--- START OF ENTRIES ---

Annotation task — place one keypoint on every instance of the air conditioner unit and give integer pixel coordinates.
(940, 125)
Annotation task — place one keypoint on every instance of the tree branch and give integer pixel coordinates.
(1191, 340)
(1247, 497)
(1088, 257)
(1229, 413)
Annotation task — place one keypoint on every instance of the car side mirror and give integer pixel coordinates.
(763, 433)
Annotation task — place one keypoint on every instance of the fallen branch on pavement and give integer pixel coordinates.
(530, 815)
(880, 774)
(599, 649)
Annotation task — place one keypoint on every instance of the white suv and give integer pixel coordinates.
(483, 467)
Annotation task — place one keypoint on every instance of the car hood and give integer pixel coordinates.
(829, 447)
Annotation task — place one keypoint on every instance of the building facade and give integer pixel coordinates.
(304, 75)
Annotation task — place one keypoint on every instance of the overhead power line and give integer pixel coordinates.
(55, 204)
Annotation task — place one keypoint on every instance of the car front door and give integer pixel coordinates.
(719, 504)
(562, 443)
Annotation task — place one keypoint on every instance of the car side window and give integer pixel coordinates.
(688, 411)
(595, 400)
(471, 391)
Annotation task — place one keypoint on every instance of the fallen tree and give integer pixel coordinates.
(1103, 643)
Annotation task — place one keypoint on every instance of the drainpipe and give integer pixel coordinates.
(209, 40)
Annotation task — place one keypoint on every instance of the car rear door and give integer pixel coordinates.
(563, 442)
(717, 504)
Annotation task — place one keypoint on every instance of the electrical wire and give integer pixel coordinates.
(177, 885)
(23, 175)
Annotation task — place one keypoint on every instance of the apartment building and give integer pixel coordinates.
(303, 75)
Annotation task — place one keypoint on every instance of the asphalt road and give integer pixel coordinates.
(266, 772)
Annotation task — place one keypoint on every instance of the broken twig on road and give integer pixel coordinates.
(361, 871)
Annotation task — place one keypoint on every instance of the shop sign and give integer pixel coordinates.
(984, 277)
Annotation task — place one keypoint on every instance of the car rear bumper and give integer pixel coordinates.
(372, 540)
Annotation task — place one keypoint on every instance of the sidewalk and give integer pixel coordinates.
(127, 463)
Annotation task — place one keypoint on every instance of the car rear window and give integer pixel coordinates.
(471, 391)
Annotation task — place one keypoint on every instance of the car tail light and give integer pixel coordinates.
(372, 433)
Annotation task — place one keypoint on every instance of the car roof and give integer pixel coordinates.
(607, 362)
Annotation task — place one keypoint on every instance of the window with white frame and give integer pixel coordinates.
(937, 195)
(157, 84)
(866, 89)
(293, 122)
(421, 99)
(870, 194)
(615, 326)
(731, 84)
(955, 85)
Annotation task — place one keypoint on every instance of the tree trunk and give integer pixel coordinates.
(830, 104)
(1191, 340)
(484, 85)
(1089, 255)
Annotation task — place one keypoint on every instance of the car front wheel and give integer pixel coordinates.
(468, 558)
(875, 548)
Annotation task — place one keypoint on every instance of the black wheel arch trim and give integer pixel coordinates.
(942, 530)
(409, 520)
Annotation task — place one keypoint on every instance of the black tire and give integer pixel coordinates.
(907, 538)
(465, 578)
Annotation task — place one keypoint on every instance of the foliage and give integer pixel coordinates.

--- END OF ENTRIES ---

* [GIVEN PROBLEM]:
Transcribe every line of the data, exactly as it stands.

* [RESPONSE]:
Annotation task — place one keypoint on every instance of the air conditioner unit and give integer pixel coordinates.
(940, 125)
Annotation task — place one keypoint on every instance of the tree branch and give integer pixel coordinates.
(1191, 340)
(1247, 497)
(1088, 257)
(1229, 413)
Annotation task — place one keypoint on every instance of the car side mirror and give integer pixel coordinates.
(763, 433)
Annotation task — place one keypoint on every instance of the fallen branch on pavement and give integer pixel coordinates.
(530, 815)
(880, 774)
(599, 649)
Annotation task — place one keypoint on every instance of the white suv and give integer pixel coordinates.
(483, 467)
Annotation task — place one keypoint on every instance of the car hood and give integer pixel coordinates.
(829, 447)
Annotation task — place one keypoint on every instance of the building facade and give integer pixel coordinates.
(304, 75)
Annotation task — place one keypoint on every instance of the overhead power line and give integer pixel coordinates.
(55, 204)
Annotation task — place one keypoint on every instance of the car front door and give integer pixel coordinates.
(719, 504)
(562, 443)
Annotation task — place one keypoint on every instance of the car side window and give integer pixel coordinates.
(688, 411)
(595, 400)
(471, 391)
Annotation task — place one keypoint on every instance of the fallen tree and give integer pixel coordinates.
(1103, 643)
Annotation task — place one keypoint on every instance of the drainpipe and give integer pixel coordinates.
(209, 40)
Annotation task — place one keypoint on every instance of the car rear door and give integer pixel coordinates.
(563, 442)
(717, 504)
Annotation task — place one keypoint on every instance of the electrical wire and give integer pixel coordinates.
(177, 885)
(23, 175)
Annotation task — place one keypoint on every instance of the apartment building and give integer pixel coordinates.
(303, 75)
Annotation task — place one keypoint on every instance of the asphalt road and give integer pixel coordinates.
(266, 772)
Annotation task — place one keypoint on every instance of the broken twig on road and give integer pixel coordinates.
(361, 871)
Annotation task — place one keypoint on every instance of the shop sign and give integer pixel coordinates.
(984, 277)
Annotation task — place one keypoint on every instance of the car rear bumper and give integer pixel coordinates.
(372, 540)
Annotation task — place one keypoint on every instance of the sidewalk and give integer pixel coordinates.
(127, 463)
Annotation task — place one keypoint on every instance of the car rear window and give integer pixel coordinates.
(471, 391)
Annotation task — place one keypoint on every instance of the car tail light and give integer pixel coordinates.
(372, 433)
Annotation task — place one keypoint on every instance of the car roof and give integer pixel coordinates.
(607, 362)
Annotation task — place one keypoint on every instance of the window with white frame and give integer pixel coordinates.
(937, 195)
(157, 84)
(866, 89)
(293, 122)
(421, 99)
(870, 194)
(615, 326)
(731, 84)
(955, 85)
Annotation task — place one keypoint on every instance of the tree trunk and give integer pixel coordinates.
(830, 104)
(1191, 340)
(484, 85)
(1089, 255)
Annotation task — place one keypoint on every instance of the car front wheel and give integer pixel coordinates.
(468, 558)
(875, 548)
Annotation task — place one keypoint on every instance of the black wheel arch trim and give integer pixel coordinates.
(942, 530)
(409, 520)
Annotation task — place one keypoint on every instance of the black tire and give integer pixel coordinates.
(907, 538)
(465, 578)
Annotation task — place one keypoint on every instance of the foliage and give integer pixel coordinates.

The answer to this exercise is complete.